--- BEGIN Supplied records ---

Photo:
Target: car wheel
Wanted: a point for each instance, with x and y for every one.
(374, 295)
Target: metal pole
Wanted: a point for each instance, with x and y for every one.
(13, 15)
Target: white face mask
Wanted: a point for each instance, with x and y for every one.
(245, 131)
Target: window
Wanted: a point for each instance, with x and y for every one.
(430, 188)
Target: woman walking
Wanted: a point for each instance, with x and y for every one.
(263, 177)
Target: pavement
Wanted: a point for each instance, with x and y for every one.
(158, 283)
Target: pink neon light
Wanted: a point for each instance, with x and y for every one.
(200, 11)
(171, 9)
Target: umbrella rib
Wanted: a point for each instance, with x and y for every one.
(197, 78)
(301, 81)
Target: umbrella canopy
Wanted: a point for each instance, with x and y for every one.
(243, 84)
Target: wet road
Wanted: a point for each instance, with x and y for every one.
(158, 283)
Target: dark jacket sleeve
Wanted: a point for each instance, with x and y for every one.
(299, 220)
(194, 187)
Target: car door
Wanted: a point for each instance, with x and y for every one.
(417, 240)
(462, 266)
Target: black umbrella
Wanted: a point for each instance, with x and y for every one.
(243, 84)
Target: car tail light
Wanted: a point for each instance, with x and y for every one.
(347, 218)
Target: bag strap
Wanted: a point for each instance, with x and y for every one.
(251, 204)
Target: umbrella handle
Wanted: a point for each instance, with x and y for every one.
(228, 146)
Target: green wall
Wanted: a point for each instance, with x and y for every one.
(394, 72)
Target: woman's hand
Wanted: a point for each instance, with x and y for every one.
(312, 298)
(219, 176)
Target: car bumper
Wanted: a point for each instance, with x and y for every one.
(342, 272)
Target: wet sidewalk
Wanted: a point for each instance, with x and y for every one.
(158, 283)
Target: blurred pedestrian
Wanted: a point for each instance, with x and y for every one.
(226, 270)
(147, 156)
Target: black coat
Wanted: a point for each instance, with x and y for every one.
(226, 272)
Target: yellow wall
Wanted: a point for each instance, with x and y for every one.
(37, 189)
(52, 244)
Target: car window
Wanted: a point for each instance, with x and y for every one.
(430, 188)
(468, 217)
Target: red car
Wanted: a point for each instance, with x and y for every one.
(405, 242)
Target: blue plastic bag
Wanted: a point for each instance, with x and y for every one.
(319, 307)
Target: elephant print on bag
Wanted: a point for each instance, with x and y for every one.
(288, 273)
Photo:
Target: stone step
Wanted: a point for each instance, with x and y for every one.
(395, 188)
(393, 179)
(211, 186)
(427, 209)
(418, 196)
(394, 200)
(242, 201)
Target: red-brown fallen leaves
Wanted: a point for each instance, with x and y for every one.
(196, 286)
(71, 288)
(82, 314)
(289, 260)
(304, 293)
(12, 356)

--- END Supplied records ---

■ Directions ■
Give back the data above exactly as it appears.

■ Solution to the problem ■
Photo:
Target: car wheel
Wanted: a point for each instance, with x and y for every one.
(374, 295)
Target: metal pole
Wanted: a point for each instance, with x and y for every one.
(13, 15)
Target: white face mask
Wanted: a point for each instance, with x and y for every one.
(245, 131)
Target: window
Wanted: a point for each instance, with x and y for every one.
(430, 188)
Target: woman walking
Wanted: a point for each instance, with x and y for every one.
(263, 177)
Target: pavement
Wanted: a point for each instance, with x and y for every one.
(158, 283)
Target: pink neon light
Wanted: a point for each instance, with x and y for every one.
(200, 11)
(171, 9)
Target: umbrella rib
Wanted: a point for each instance, with x and y for every one.
(197, 78)
(301, 81)
Target: umbrella canopy
Wanted: a point for each instance, with x and y for every one.
(243, 84)
Target: wet road
Wanted: a point for each instance, with x and y for every one.
(158, 283)
Target: dark jacket sleeve
Wanted: a point for each instance, with x and y for every one.
(299, 220)
(194, 187)
Target: car door
Wanted: a point for each instance, with x and y for every one.
(417, 240)
(462, 266)
Target: black umbrella
Wanted: a point for each instance, with x and y for every one.
(243, 84)
Target: car tail light
Wanted: a point for each instance, with x and y for every one.
(347, 218)
Target: bag strap
Wanted: a point for each instance, with x and y for every one.
(251, 204)
Target: umbrella handle
Wanted: a point for each instance, with x and y for every one.
(228, 146)
Target: green wall
Wanted: a point for each instance, with x and y for every one.
(394, 72)
Target: woman's hand
Wanted: a point for each instance, with x and y for every one.
(312, 298)
(219, 176)
Target: car bumper
Wanted: a point for each instance, with x and y for every one.
(342, 272)
Target: wet sidewalk
Wanted: a point for each instance, with x and y for every one.
(158, 283)
Target: blurred pedestrian
Wanted: a point for each instance, with x and y for every one.
(226, 270)
(147, 156)
Target: black coat
Wanted: a point for each instance, with x and y for every one.
(226, 272)
Target: yellow wall
Wanted: a point for each instance, with x and y for every one.
(37, 189)
(52, 244)
Target: car window
Wanted: a point for each instance, with x and y for every one.
(430, 188)
(468, 217)
Target: red car
Wanted: a point for each instance, with x and y for every one.
(405, 242)
Target: blue plastic bag
Wanted: a point for each instance, with x and y for every one.
(319, 307)
Target: elephant print on bag
Wanted: a point for each instance, with x and y for every one.
(288, 273)
Photo:
Target: stone step
Wanted: a point for each instance, with x and y for every one.
(395, 188)
(393, 179)
(211, 186)
(427, 209)
(418, 196)
(394, 200)
(242, 201)
Target: red-brown fallen leaves
Wanted: a point for each instance, with x and y for every one.
(196, 286)
(71, 288)
(82, 314)
(289, 260)
(304, 293)
(12, 356)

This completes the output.